Top of Extract provided

New York Fashion Week officials are changing the culture amid the #MeToo movement by adding more private dressing rooms — including one specifically for models under 18, The Post has learned.
The girls will also be able to pass in and out of backstage areas (like the one above) without being ogled by throngs of photographers, journalists and other tagalongs thanks to a new rule banning nearly all access once the models change into their designer outfits.
“The industry is now holding itself accountable to protecting models,” said Steven Kolb, chief executive of the Council of Fashion Designers of America. “The #MeToo movement created a space for models to speak out about harassment, assault or other issues that violated their personal well-being.”
The updates were made in order to “champion model safety and well-being” ahead of the Fashion Week kickoff on Sept. 6, according to an International Management Group memo.
Models will not only have added privacy, but they’ll have extra space to change and “quiet rooms” to privately spend their time while they’re not hitting the runway.
“IMG will expand our changing rooms backstage to include three private spaces,” explained Ivan Bart, president of IMG Fashion Properties, which owns the rights to NYFW and produces more than 70 shows.

Bottom of Extract provided
Top of Data for analysis

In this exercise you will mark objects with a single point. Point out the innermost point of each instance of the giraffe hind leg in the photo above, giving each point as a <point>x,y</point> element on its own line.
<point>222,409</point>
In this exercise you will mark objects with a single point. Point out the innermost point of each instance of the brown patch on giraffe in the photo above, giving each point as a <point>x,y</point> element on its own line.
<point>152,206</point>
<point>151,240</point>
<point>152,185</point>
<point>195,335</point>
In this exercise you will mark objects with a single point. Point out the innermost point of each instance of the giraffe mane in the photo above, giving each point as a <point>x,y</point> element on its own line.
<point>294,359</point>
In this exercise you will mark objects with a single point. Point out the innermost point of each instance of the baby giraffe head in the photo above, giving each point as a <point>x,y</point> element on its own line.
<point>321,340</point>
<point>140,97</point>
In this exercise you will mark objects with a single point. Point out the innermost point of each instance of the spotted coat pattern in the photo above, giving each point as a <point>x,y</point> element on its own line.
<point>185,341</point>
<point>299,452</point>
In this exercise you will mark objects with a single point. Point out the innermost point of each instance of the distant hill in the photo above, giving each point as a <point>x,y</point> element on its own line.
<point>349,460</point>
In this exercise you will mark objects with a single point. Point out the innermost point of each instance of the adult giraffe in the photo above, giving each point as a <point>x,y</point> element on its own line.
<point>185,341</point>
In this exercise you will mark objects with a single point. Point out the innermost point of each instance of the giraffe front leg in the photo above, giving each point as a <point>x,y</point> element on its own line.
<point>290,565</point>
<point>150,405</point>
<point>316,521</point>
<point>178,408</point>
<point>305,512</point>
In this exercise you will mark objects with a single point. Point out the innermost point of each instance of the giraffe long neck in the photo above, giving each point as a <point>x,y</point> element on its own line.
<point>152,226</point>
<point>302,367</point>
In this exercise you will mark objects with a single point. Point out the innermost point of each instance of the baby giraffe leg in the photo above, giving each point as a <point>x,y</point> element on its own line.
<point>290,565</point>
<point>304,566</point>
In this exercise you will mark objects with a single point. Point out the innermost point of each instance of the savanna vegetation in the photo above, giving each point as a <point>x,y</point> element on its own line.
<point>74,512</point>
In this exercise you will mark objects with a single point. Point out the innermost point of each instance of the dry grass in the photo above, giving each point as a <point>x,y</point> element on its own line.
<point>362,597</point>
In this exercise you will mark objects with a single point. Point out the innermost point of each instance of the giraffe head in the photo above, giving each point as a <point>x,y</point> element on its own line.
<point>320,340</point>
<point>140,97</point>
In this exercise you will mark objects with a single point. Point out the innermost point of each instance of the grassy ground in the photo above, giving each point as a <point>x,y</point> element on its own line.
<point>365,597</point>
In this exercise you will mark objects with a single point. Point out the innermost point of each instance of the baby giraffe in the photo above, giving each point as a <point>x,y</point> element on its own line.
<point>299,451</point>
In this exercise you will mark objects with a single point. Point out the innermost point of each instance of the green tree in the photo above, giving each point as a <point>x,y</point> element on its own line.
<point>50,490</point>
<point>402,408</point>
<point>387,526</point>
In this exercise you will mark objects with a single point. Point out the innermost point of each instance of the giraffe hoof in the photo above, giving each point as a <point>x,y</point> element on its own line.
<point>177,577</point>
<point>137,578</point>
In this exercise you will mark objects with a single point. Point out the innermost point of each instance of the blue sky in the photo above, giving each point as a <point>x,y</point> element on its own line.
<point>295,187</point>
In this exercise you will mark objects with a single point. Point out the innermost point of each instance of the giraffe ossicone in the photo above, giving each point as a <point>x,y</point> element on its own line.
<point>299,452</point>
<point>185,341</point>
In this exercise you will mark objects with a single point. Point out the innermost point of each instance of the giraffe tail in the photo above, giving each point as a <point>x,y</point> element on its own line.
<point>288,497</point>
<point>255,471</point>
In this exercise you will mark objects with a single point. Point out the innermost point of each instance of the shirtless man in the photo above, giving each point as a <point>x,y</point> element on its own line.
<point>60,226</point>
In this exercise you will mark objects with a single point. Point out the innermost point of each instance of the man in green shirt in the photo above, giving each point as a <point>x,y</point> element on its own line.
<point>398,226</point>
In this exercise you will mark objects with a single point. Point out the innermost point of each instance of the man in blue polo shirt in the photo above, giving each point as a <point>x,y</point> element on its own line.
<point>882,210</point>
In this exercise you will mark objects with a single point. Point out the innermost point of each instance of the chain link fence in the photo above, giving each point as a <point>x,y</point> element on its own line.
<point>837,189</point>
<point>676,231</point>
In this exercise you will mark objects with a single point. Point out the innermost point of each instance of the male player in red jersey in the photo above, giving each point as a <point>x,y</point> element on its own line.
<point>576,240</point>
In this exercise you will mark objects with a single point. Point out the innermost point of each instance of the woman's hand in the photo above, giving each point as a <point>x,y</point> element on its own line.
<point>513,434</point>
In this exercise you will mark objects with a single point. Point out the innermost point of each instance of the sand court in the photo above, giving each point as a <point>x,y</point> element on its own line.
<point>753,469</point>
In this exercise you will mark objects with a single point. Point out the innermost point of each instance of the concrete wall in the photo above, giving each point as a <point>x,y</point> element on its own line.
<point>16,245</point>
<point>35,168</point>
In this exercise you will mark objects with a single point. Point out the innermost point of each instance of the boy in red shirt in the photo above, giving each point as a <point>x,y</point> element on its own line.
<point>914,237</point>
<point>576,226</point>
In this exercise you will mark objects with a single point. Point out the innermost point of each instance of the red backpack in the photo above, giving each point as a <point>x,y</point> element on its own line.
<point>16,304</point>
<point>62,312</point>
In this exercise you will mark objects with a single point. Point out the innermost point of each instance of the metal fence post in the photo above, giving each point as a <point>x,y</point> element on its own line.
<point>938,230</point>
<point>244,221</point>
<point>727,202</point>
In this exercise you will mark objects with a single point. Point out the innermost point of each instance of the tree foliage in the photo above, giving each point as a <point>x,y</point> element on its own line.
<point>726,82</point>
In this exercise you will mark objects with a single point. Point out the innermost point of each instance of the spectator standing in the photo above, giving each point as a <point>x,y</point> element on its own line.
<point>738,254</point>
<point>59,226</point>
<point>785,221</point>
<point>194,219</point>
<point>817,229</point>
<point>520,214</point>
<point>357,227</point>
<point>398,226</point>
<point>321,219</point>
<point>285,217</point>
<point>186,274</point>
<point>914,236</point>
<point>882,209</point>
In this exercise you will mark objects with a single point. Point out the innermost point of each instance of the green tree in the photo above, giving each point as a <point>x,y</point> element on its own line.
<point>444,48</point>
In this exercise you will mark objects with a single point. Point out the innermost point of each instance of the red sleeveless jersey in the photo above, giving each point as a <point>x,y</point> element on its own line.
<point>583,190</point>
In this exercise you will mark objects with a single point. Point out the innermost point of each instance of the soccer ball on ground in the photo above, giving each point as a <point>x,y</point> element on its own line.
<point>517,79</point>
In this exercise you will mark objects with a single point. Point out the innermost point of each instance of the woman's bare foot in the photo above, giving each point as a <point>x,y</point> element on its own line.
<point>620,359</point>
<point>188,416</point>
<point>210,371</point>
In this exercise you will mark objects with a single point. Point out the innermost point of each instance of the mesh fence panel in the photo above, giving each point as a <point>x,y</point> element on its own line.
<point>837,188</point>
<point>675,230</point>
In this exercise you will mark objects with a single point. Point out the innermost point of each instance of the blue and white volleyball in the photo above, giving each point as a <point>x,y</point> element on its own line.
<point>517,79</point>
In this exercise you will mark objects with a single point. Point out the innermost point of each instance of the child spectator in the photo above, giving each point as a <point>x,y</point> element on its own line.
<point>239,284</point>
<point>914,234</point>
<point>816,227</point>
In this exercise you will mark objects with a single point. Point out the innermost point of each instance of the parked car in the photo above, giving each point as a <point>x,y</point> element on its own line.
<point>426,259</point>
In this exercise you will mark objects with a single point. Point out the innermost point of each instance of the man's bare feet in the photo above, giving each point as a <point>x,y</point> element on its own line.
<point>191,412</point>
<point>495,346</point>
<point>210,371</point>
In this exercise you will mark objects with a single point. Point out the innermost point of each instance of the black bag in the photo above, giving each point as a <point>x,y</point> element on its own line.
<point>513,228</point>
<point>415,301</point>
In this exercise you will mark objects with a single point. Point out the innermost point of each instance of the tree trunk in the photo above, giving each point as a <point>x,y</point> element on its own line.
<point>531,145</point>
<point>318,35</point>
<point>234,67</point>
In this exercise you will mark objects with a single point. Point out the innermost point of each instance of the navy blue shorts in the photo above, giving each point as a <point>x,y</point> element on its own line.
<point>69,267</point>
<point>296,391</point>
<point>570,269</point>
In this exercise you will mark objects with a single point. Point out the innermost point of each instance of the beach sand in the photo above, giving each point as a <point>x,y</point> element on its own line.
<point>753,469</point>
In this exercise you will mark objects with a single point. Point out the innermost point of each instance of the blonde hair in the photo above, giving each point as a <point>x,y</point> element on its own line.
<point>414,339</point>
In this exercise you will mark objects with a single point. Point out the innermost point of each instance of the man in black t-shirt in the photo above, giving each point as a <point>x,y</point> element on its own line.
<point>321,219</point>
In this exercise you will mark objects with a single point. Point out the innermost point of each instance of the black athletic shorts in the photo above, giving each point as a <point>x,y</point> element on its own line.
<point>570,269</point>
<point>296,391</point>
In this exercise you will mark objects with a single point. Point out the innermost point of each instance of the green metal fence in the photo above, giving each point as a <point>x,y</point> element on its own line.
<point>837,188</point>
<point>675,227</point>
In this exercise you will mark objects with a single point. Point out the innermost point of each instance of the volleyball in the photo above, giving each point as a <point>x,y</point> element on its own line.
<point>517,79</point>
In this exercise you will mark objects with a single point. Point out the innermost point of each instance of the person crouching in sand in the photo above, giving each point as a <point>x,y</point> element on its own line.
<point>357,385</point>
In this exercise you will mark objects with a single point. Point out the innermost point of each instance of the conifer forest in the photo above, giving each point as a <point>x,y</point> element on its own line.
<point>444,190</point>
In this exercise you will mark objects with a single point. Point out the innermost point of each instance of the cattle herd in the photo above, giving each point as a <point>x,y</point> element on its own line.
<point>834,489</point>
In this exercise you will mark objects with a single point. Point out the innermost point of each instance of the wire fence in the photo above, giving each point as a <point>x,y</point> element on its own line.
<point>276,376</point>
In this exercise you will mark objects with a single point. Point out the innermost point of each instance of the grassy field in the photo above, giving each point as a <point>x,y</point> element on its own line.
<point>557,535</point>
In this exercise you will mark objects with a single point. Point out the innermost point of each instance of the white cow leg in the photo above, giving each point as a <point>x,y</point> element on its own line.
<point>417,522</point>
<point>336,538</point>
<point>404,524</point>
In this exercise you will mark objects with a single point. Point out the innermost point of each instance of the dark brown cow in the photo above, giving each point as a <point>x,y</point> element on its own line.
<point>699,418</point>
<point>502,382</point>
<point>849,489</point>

Bottom of Data for analysis

What the task asks :: Carry the article on New York Fashion Week's new model privacy rules forward from its last paragraph. The items above are separate material and have no connection to the Fashion Week article.

Answer section ::
The agency first introduced a dressing room to its spaces during February’s NYFW. The event’s chaotic backstage areas and the overall industry have come under intense scrutiny in the wake of #MeToo.
The backstage changes came as fashion’s proverbial bible, Vogue, announced last week that it would no longer feature models younger than 18.
Magazine’s publisher Condé Nast has also issued new guidelines for its photo shoots after reports emerged about models being inappropriately touched or pressured for sexual favors.
IMG — whose roster includes Cindy Crawford’s 16-year-old daughter, Kaia Gerber — is not raising the age for its models, but a spokeswoman acknowledged that there is “definitely a conversation happening around age” in the industry.
Other agencies, including DNA Models and The Society Management, said starting in September they would no longer use underage models.